Schedule of Tests

This lists common tests that may be ordered during the pregnancy.  This is not a comprehensive list, but describes the most commonly ordered tests.


Prenatal Panel:  This includes a blood count to check for anemia, blood type and antibody screen, tests for infectious diseases such as Hepatitis B, syphilis, HIV, a urine test and culture.  This is usually done prior to your first visit with your doctor.


Pap Smear:  This is usually obtained at your first prenatal visit if it has not been recently obtained.


Chlamydia and Gonorrhea:  cervical cultures are usually obtained at your first prenatal visit.

Your blood pressure, urine and weight will be checked at each visit.


First Trimester Screening for Down Syndrome and Trisomy 18:   This is obtained between 11 and 14 weeks. This involves measurement of the nuchal translucency, an ultrasound exam that measures the thickness at the back of the neck of the fetus, and a blood test.  This is obtained at Texas Tech University Health Sciences Center and requires a referral from our office.


Second Trimester Screening for Down Syndrome, Trisomy 18 and Neural Tube Defects:   This is obtained between 15 and 21 weeks. This involves a blood test that measures different substances.  This test tells your doctor if further testing such as amniocentesis may be needed.


Ultrasound:  This is usually ordered around 20 weeks.  A sonographic evaluation will be done which includes measurements of the baby.

STORED DATA
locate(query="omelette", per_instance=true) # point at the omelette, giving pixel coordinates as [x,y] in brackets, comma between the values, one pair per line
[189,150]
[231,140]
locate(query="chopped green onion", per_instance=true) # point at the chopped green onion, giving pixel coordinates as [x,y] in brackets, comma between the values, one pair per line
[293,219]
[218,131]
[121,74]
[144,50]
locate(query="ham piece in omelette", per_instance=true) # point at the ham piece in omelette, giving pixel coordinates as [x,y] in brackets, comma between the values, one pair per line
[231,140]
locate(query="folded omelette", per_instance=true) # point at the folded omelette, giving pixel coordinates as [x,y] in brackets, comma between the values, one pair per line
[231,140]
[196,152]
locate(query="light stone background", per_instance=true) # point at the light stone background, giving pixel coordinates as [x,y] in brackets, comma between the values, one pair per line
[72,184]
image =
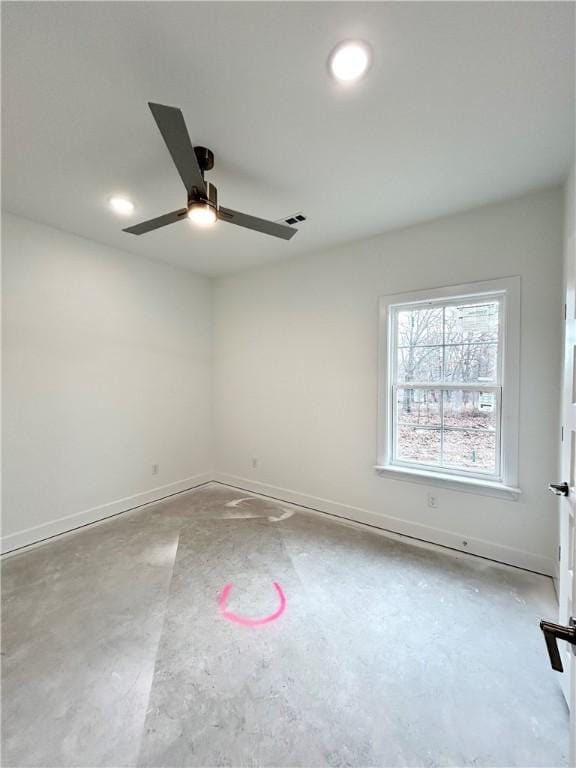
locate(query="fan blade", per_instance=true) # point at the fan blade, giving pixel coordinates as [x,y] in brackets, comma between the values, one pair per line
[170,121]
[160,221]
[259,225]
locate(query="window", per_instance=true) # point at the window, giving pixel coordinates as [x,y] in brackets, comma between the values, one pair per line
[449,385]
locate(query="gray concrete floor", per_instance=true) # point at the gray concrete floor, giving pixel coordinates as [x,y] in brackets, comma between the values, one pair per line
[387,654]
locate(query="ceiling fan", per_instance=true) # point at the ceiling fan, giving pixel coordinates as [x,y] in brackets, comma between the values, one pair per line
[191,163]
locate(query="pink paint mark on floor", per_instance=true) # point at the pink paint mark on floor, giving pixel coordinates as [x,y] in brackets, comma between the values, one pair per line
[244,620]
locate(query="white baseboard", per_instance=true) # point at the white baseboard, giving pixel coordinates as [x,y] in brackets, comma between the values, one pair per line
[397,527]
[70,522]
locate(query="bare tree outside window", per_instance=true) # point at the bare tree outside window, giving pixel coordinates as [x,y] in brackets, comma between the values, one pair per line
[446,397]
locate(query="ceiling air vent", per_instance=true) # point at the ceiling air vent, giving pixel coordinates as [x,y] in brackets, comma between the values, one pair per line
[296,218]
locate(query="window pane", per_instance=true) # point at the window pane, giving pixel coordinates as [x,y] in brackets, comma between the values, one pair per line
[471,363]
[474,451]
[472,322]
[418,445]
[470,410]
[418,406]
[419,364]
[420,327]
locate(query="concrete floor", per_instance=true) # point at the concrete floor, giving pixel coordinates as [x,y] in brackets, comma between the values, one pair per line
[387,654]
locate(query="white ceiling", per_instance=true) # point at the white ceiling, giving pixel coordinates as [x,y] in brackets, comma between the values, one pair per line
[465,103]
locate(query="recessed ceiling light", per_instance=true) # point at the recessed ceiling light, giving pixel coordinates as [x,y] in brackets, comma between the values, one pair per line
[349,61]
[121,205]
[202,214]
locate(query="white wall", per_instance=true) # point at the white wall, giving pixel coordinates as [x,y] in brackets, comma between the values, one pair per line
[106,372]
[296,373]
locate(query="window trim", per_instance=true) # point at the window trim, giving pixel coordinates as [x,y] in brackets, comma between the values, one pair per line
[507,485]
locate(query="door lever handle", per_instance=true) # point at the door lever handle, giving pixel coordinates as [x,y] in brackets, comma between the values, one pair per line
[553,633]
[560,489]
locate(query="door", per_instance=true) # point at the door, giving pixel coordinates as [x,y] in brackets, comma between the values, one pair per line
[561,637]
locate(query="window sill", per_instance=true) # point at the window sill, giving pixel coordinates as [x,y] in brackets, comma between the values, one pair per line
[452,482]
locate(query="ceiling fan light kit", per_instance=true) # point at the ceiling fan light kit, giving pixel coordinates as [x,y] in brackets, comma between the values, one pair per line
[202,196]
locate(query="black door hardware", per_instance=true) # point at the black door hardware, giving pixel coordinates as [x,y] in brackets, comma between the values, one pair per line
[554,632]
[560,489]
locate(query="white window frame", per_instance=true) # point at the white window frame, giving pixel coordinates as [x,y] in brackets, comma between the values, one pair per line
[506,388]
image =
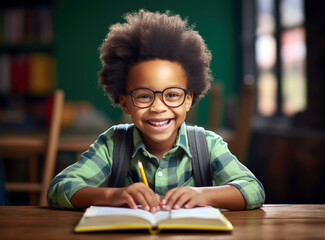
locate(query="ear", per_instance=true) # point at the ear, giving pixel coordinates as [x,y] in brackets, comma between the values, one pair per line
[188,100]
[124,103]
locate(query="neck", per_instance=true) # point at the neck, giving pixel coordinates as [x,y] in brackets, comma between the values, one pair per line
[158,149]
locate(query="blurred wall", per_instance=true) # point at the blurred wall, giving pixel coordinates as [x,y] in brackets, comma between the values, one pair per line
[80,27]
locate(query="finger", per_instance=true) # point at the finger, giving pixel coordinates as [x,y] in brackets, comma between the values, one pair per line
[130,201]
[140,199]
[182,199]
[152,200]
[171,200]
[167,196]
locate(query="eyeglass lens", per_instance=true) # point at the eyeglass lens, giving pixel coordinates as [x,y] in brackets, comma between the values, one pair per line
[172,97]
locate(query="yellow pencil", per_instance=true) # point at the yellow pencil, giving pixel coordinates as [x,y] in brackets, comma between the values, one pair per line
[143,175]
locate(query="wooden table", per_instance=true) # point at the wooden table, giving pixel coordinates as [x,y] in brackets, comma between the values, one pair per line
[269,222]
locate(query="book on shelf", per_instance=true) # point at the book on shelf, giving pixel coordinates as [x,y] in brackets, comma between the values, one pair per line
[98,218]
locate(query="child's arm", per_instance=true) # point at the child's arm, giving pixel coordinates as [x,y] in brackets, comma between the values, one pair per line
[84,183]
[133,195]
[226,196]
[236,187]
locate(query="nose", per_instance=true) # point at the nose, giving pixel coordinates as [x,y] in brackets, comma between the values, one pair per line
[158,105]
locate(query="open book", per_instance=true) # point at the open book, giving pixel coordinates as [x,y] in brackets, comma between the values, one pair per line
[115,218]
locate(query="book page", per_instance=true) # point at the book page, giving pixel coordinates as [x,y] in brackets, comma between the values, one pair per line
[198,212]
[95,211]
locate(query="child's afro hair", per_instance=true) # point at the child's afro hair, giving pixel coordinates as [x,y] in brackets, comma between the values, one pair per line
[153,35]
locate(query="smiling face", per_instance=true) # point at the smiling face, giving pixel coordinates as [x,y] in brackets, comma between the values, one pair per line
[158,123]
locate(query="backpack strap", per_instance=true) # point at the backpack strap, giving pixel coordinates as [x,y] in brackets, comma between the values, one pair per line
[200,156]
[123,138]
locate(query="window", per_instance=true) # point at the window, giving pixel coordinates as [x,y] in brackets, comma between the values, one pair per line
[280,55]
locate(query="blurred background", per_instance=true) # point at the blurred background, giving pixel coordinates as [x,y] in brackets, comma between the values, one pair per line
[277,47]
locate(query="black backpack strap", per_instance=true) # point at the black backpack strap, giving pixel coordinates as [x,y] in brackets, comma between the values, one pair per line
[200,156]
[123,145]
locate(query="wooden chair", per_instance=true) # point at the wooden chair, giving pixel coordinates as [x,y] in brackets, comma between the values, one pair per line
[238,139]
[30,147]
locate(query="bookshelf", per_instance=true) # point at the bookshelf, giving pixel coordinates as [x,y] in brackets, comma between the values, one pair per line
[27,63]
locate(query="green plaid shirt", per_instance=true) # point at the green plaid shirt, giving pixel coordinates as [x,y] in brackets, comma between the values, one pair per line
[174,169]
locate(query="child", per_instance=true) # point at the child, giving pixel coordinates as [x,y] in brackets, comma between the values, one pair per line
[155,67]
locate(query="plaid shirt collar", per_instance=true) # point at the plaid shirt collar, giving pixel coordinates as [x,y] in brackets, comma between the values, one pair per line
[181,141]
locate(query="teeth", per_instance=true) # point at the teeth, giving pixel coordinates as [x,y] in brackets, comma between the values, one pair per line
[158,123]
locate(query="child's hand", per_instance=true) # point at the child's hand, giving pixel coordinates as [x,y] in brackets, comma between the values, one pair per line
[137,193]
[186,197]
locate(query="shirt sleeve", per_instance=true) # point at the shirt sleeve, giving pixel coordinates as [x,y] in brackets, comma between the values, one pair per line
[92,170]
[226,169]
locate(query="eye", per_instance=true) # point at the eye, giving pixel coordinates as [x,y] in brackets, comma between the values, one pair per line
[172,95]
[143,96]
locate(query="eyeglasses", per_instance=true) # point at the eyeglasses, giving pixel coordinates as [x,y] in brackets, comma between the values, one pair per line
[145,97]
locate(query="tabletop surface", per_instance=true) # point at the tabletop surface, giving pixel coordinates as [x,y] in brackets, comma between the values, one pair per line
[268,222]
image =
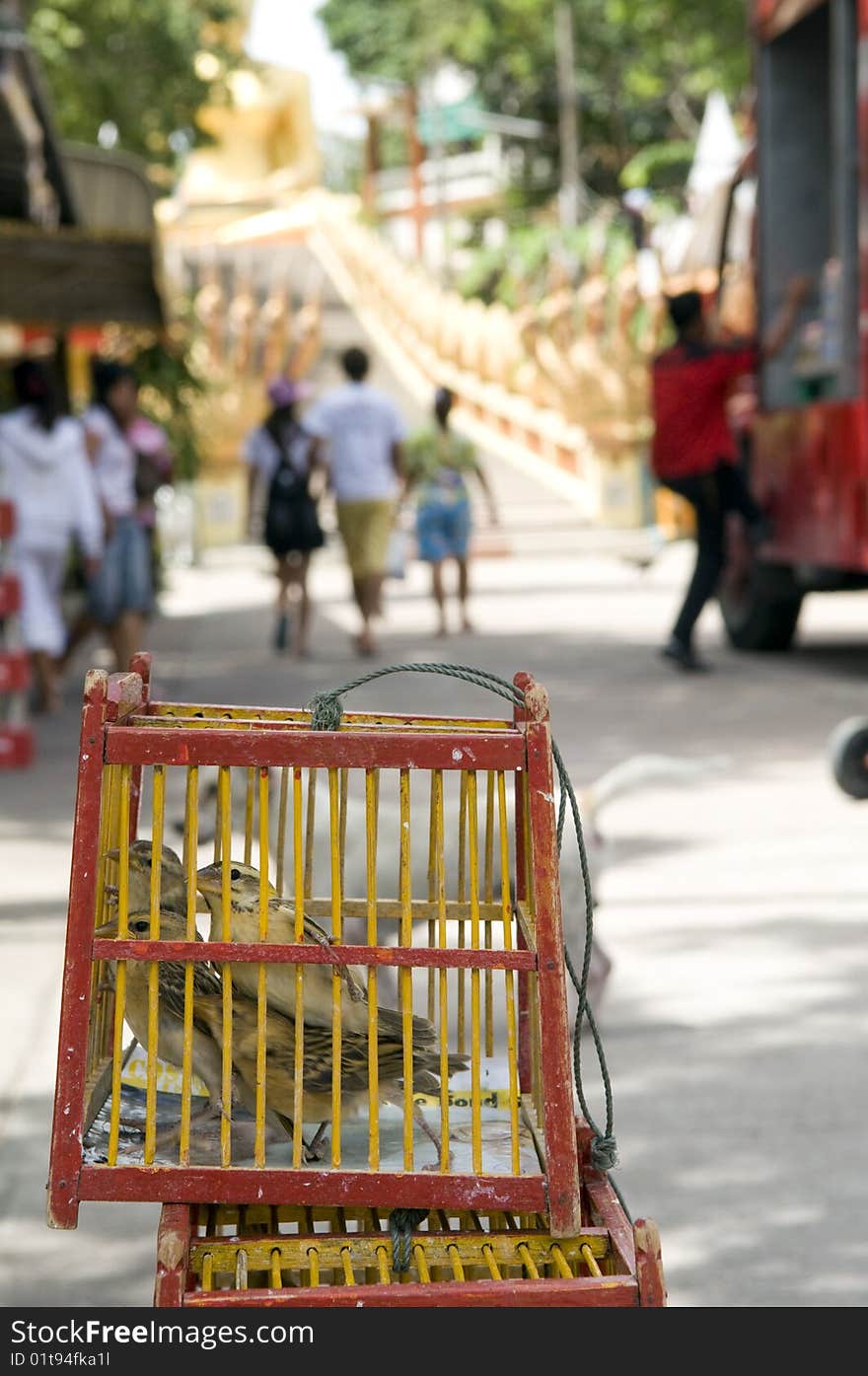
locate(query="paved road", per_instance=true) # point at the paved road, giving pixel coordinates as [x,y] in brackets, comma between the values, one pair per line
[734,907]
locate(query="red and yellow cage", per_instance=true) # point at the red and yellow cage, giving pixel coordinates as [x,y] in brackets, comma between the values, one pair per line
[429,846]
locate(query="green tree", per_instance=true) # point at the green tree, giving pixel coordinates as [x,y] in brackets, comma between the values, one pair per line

INSTRUCTIONS
[1] Print the portion of the prenatal test schedule starting at "Second Trimester Screening" and ending at "may be needed.".
[2] Carry on the prenatal test schedule from the point where it stops.
The rows have nothing to do with the prenatal test schedule.

WRITTEN RESPONSES
[1]
Second Trimester Screening for Down Syndrome, Trisomy 18 and Neural Tube Defects:   This is obtained between 15 and 21 weeks. This involves a blood test that measures different substances.  This test tells your doctor if further testing such as amniocentesis may be needed.

[2]
Gestational  Diabetes Screen:  This is done between 24 and 28 weeks.  A sugar-containing drink is given and blood is drawn one hour later.  Fasting is not required.  If the result is abnormal, a fasting, 3- hour test is then obtained.


Complete Blood Count: This is usually done at the same time as the gestational diabetes screen. This tests you for anemia and your platelet level.


HIV Testing: This is a requirement by the State of Texas to test all pregnant women again during the third trimester. This is usually done at the same time as the gestational diabetes screen.


Antibody Screen/Rhogam Injection:  An antibody screen is usually obtained again between 24 and 28 weeks if your blood type is Rh negative.  A Rhogam injection is then given at this time.  This is to prevent problems that can occur when the baby has a Rh positive blood type.


Group B Streptococcus Screen:  This is obtained between 35 and 37 weeks.  This uses a swab that takes samples from your vagina and anal area.  GBS can be passed to a baby during birth.  If you test positive for this, you will be given antibiotics during labor to help reduce this risk.